### DATASET RECORDS:

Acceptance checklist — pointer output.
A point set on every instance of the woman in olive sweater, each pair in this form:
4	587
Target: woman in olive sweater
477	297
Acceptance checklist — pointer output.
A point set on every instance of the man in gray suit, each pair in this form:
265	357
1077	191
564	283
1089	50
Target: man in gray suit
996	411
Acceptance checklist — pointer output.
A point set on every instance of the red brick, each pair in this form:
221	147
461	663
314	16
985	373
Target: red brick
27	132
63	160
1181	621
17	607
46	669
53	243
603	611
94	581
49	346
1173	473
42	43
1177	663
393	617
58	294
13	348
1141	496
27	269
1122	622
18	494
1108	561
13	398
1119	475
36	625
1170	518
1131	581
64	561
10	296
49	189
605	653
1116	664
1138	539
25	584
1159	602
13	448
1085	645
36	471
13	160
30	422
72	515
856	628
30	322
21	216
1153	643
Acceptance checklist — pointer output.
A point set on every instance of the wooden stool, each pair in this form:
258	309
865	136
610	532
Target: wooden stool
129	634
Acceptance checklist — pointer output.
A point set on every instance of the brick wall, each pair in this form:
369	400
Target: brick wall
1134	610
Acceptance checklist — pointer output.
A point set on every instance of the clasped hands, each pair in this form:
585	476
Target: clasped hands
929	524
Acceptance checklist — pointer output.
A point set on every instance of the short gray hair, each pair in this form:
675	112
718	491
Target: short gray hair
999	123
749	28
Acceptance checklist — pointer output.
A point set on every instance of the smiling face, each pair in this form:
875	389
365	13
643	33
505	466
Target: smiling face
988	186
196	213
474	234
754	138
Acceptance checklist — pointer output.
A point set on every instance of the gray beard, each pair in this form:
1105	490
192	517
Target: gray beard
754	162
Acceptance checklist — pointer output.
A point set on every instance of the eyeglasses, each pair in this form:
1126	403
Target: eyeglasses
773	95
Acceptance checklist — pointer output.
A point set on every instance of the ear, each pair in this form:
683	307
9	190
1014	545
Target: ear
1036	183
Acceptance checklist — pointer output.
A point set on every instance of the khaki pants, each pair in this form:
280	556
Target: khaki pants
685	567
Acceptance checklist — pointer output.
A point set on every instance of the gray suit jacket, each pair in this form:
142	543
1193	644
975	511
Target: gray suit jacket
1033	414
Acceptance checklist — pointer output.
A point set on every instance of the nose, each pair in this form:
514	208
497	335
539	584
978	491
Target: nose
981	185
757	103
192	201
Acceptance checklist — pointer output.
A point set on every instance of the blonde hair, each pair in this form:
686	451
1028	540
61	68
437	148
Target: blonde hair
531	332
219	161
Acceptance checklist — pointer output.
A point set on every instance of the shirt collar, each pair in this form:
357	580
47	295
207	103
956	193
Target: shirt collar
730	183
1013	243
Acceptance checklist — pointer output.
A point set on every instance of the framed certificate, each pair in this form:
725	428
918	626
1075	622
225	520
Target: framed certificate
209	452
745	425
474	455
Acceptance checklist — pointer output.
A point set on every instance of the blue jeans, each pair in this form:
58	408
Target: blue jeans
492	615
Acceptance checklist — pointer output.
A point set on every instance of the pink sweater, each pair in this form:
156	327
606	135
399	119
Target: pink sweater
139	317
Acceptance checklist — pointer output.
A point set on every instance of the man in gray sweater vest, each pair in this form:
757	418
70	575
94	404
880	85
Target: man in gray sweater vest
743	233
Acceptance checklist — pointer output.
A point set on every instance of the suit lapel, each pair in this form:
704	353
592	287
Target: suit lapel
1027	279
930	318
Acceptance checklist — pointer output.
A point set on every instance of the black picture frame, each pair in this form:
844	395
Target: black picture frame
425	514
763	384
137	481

### WRITTEN PROBLEM:
Output the full listing exactly as it stands.

### OUTPUT FOR THIS EXERCISE:
Acceptance checklist — pointer output.
A point set on every instance of the woman in olive sweater, each pair in this form:
4	587
Target: woman in olive sweater
477	297
Acceptance checklist — pointer output.
A point set on every instance of the man in gray suit, each pair in this form:
265	357
1077	191
564	283
1089	50
Target: man in gray suit
996	411
Acceptance checklist — pointer output.
A point set on every instance of the red brick, each pair in this form:
221	147
461	663
314	16
985	373
Target: red brick
27	132
63	160
1181	621
17	607
46	669
53	243
603	611
94	581
49	346
1173	473
42	43
1177	663
393	617
58	294
13	348
1141	496
27	269
1122	622
18	494
1108	561
13	398
1119	475
36	625
1170	518
1131	581
64	561
10	296
49	189
605	653
1116	664
1138	539
25	584
1159	602
13	448
1085	645
36	471
13	160
30	422
72	515
856	628
30	322
21	216
1153	643
Acceptance checklist — pointer output.
A point set on every instance of the wooden stool, each pair in this form:
258	309
865	136
610	532
Target: wooden stool
129	634
Acceptance checklist — pointer output.
A point set on every instance of the brick wall, each pair in this form:
369	400
Target: brick wall
1134	610
Acceptance checklist — pointer output.
A point set on every instance of the clasped hands, each pair in this form:
585	476
Target: clasped hands
929	524
Acceptance checklist — pointer output.
A point set on every instance of the short gray hair, each pair in this form:
675	112
718	491
Target: short gray hair
999	123
749	28
Acceptance checklist — pointer output.
A point set on every instance of the smiling face, each pair in this form:
875	389
365	13
643	33
505	466
Target: smiling face
988	186
196	213
474	234
754	138
Acceptance checklist — pointer output.
A point set on every instance of the gray beard, each pair in this form:
1105	490
192	517
Target: gray beard
754	162
Acceptance checklist — pointer output.
A point set on every instance of the eyeglasses, each pair in this form:
1126	403
Target: eyeglasses
773	95
Acceptance checklist — pointer output.
A point set on every instance of the ear, each pair in this form:
683	307
9	190
1014	545
Target: ear
1036	183
Acceptance checklist — pointer output.
A point set on every instance of the khaki pants, each pair in this form:
280	556
Target: khaki pants
685	567
Acceptance checklist — pointer output.
A point set on every instance of the gray suit jacket, each pair in this form:
142	543
1193	644
975	511
Target: gray suit jacket
1033	414
Acceptance checklist — pointer output.
A point set on every instance of the nose, each pair in this form:
514	208
497	335
539	584
978	491
Target: nose
981	185
757	103
192	201
Acceptance checklist — pointer output.
A point set on every instance of the blonde hair, each pair in this form:
686	451
1028	540
61	68
437	148
Target: blonde hair
531	332
219	161
Acceptance checklist — pointer output.
A point set on every instance of the shirt collar, each pair in this form:
357	580
47	295
207	103
956	193
Target: shirt collar
730	183
1013	243
Acceptance checklist — pointer output.
A point set on every instance of the framed certificate, each pair in this form:
725	428
918	626
1075	622
225	520
Target: framed certificate
209	452
745	425
474	455
Acceptance checklist — pointer output.
A point set on every instance of the blue jeans, each pair in this form:
58	408
Target: blue jeans
492	615
Acceptance checklist — pointer output.
A point set on every instance of the pink sweater, each pair in this form:
156	327
606	135
399	119
Target: pink sweater
139	317
Acceptance checklist — pointer output.
A point set on every instance of the man in gray sweater vest, each pair in this form:
757	418
70	575
94	404
880	85
Target: man in gray sweater vest
743	233
Acceptance checklist — pointer output.
A point set on every instance of the suit lapel, each pair in this form:
704	353
592	287
Target: suit lapel
1027	279
930	318
Acceptance checklist — pointer output.
A point set on every instance of the black picture frame, each pair in this form:
844	395
Target: black picture frame
425	514
763	384
137	481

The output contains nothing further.